DATASET EXTRACT
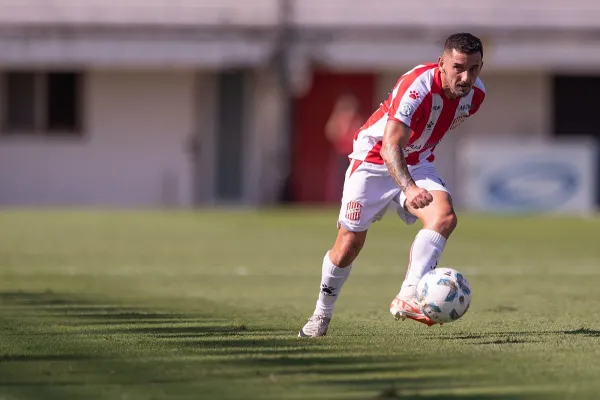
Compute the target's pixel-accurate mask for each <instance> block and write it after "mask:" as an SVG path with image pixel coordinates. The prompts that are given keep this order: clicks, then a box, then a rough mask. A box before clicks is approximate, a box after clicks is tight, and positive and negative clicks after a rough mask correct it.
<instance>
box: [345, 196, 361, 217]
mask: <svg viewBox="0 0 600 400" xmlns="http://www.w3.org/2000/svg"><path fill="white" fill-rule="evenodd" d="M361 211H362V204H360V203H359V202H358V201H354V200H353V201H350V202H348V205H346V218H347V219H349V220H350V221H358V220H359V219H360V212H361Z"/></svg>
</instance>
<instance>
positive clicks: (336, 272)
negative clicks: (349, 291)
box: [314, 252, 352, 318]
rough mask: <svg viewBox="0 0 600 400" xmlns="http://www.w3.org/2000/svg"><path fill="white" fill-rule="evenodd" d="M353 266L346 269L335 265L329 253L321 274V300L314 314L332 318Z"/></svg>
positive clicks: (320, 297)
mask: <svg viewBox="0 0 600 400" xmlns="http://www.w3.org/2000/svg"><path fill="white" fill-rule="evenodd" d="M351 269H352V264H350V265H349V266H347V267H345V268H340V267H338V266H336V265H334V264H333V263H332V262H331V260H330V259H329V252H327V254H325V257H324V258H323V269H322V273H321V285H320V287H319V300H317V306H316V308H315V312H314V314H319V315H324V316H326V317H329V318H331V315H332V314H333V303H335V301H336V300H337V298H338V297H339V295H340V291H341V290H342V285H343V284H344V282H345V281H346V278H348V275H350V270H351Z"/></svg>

* * *

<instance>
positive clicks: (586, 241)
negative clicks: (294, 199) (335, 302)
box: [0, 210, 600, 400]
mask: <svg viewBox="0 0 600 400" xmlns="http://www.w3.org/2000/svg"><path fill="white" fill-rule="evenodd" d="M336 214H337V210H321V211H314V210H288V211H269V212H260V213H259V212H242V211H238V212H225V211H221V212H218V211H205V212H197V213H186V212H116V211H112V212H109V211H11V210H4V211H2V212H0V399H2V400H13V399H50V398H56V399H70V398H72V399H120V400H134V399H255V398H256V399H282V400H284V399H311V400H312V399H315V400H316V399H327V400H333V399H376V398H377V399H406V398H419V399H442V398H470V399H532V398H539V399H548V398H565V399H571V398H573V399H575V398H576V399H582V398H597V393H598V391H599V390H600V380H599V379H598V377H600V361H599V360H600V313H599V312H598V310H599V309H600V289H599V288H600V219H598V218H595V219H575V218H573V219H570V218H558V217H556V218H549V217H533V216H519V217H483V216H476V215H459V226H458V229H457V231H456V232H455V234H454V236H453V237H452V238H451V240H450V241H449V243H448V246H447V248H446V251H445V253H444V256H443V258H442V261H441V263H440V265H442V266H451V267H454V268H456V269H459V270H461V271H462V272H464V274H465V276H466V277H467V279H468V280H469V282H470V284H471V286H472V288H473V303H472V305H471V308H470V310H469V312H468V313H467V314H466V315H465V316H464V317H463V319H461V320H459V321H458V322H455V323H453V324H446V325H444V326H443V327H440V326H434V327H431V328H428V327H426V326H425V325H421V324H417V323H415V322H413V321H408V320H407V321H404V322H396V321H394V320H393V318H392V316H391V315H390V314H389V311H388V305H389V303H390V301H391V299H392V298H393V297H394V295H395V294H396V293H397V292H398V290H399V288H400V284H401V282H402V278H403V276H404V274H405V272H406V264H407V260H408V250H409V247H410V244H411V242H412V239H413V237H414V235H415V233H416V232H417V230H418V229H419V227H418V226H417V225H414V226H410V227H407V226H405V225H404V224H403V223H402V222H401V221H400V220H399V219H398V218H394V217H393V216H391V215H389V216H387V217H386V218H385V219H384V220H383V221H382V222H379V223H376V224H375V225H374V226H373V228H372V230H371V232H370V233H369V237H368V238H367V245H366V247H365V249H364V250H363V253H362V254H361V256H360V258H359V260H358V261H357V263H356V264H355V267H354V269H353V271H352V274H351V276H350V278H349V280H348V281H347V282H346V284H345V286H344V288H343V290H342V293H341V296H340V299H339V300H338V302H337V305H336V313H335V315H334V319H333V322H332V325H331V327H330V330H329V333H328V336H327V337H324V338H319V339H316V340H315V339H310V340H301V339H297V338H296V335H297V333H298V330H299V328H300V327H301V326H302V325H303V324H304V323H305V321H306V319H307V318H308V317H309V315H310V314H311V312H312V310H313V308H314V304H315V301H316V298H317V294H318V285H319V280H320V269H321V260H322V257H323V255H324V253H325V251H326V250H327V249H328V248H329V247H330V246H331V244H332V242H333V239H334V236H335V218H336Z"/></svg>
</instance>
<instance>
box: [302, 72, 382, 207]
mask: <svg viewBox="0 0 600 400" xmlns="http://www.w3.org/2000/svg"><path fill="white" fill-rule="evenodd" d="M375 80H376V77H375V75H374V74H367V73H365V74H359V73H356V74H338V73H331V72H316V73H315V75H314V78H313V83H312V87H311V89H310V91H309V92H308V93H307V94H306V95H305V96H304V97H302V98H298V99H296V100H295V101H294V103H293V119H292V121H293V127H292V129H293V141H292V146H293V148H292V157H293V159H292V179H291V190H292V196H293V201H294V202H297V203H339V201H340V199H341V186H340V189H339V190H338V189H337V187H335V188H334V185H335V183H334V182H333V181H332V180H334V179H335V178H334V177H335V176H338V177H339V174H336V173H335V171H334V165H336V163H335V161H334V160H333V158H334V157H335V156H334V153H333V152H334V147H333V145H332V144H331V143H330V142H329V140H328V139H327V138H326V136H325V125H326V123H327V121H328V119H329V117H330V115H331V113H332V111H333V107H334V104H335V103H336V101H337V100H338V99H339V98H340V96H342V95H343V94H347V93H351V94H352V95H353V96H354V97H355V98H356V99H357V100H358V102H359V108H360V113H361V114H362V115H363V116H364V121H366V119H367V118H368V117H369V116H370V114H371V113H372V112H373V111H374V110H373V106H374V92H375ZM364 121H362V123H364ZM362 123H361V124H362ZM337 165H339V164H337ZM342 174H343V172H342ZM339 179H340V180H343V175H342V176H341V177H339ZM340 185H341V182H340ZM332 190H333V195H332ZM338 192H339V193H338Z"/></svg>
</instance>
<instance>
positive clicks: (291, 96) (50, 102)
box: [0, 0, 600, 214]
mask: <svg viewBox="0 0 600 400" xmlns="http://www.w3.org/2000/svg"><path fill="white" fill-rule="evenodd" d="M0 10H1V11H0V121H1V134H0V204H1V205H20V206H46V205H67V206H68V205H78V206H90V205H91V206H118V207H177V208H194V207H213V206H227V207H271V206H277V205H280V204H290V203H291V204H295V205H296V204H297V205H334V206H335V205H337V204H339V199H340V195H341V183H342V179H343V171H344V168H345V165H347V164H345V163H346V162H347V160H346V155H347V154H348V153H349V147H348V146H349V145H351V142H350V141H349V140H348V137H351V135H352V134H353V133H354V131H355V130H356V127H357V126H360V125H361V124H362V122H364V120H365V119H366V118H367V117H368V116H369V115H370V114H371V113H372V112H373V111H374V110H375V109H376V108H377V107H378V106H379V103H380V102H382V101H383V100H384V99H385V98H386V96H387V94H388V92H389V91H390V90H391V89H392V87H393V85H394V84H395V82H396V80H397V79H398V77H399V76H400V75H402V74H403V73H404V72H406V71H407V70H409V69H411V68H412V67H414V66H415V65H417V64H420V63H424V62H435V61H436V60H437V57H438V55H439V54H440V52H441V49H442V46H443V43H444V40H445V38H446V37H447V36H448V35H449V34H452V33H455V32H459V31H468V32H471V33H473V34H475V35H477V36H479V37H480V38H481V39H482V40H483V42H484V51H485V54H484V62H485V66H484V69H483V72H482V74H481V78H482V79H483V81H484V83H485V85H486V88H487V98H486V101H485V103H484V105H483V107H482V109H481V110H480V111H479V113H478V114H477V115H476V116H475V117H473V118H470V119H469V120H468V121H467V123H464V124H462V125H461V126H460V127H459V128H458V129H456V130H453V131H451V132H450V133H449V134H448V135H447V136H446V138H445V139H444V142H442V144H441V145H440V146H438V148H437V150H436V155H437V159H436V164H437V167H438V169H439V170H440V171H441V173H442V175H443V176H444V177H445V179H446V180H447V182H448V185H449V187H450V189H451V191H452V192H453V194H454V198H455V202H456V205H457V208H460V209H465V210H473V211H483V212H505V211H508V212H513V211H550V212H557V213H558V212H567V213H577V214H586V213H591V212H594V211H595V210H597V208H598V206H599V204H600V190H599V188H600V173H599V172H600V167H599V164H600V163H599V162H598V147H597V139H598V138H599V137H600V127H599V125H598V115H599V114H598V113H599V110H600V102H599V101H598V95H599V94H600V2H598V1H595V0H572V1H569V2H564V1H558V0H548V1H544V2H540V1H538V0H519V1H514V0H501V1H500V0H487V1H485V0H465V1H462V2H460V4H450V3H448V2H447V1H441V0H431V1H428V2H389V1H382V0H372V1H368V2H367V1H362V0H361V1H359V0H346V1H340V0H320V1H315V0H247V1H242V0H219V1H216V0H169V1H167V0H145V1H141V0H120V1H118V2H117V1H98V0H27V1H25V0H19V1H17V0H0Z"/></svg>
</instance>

==

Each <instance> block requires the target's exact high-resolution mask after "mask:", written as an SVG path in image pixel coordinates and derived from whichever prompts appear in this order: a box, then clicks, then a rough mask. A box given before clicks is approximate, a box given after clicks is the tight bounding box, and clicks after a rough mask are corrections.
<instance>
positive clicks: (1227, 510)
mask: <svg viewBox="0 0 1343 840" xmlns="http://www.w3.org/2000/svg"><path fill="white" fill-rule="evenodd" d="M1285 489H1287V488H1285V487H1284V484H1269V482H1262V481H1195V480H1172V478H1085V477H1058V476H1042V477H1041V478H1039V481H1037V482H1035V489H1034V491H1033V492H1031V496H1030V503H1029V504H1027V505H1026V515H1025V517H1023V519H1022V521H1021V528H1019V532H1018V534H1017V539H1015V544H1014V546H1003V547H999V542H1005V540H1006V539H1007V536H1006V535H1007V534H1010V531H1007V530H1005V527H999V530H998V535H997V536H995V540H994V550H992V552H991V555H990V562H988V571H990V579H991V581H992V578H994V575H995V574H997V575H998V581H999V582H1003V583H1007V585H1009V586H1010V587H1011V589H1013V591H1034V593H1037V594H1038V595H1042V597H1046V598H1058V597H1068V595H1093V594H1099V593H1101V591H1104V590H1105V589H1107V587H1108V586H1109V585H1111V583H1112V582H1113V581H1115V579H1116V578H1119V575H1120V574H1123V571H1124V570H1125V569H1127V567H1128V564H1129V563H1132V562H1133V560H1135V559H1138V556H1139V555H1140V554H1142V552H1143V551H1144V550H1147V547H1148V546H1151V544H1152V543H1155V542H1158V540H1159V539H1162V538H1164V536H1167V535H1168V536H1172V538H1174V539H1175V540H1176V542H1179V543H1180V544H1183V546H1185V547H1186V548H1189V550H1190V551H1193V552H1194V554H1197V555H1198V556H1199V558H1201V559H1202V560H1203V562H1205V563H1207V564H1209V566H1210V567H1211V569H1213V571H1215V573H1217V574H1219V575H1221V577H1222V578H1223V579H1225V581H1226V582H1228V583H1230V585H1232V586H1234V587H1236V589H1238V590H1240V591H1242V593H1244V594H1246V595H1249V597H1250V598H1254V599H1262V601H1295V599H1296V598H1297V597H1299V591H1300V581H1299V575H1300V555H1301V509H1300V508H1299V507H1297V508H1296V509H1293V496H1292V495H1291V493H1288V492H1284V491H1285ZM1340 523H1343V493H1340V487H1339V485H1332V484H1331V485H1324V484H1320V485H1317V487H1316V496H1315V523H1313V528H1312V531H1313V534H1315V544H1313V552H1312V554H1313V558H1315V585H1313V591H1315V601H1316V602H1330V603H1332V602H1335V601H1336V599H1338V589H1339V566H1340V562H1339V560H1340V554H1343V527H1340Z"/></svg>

ABOUT THIS TASK
Reproduce the records without any change, from the line that contains "rough mask: <svg" through the line that contains "positive clicks: (320, 297)", including both of those lines.

EXPECTED ANSWER
rough mask: <svg viewBox="0 0 600 400" xmlns="http://www.w3.org/2000/svg"><path fill="white" fill-rule="evenodd" d="M353 266L346 269L335 265L329 253L321 274V300L314 314L332 318Z"/></svg>
positive clicks: (320, 297)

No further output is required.